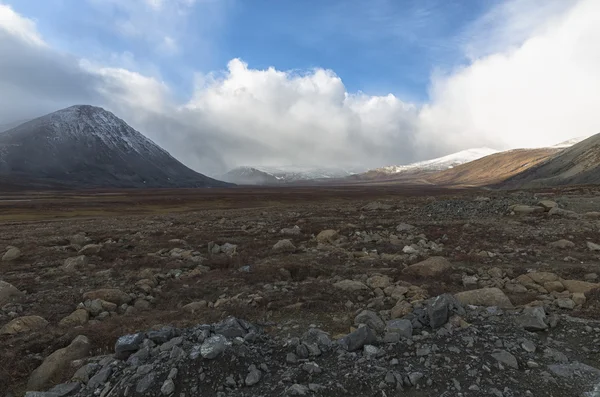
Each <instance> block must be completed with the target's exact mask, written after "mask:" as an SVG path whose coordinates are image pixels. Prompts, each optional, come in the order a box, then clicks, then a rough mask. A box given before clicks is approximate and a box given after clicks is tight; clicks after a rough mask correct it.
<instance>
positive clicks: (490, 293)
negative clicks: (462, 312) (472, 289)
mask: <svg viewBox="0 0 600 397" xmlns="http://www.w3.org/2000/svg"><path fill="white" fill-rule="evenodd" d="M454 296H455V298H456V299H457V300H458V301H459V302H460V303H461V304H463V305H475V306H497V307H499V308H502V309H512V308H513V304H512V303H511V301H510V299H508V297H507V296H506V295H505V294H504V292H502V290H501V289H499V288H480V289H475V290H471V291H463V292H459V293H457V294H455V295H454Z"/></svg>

+-------+

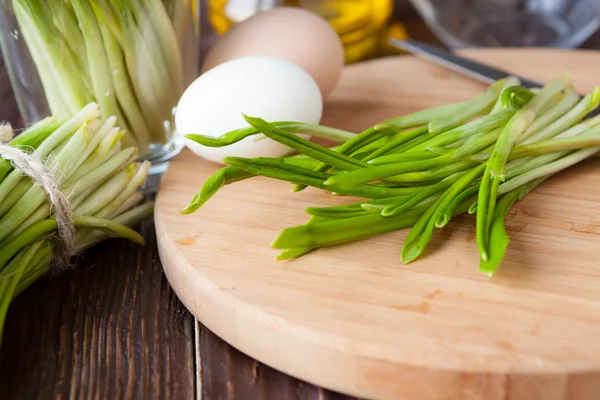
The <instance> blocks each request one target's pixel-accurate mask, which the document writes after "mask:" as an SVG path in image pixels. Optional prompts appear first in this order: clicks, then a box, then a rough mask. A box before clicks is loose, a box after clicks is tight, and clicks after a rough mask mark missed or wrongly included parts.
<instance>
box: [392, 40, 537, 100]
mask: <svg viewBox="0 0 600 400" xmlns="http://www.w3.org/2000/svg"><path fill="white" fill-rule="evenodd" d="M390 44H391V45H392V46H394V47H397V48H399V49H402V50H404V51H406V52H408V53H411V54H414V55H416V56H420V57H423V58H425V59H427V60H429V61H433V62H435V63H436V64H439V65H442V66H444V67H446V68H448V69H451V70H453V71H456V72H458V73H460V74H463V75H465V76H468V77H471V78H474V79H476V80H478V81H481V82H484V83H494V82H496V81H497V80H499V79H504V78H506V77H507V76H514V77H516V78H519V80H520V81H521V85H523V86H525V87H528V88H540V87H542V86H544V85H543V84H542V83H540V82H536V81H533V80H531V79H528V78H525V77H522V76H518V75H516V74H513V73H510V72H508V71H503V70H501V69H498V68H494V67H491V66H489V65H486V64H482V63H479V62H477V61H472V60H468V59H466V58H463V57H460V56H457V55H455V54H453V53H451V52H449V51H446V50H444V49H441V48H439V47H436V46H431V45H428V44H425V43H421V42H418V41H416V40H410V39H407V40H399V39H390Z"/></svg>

+-------+

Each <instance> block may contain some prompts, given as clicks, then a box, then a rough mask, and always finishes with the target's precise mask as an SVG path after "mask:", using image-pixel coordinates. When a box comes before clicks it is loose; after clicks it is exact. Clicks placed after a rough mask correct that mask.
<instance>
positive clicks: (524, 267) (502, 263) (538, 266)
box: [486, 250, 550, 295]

+-------+

EXERCISE INSTRUCTIONS:
Rewrite the part of the data that opens with the line containing "Each <instance> block may" and closes with the line containing "box: [486, 250, 550, 295]", putting "coarse mask" wherever "rough mask" appears and leaving everything else untouched.

SOLUTION TO THIS PROBLEM:
Each <instance> block may contain some prompts, given as clicks, then a box, then a coarse mask, and always finishes with the target's precise mask as an SVG path after "mask:", using image-pixel coordinates. When a box comes before clicks it is loose; after clicks it is exact. Clicks placed after a coarse mask correct that mask.
<instance>
positive clicks: (524, 267) (502, 263) (538, 266)
box: [486, 250, 550, 295]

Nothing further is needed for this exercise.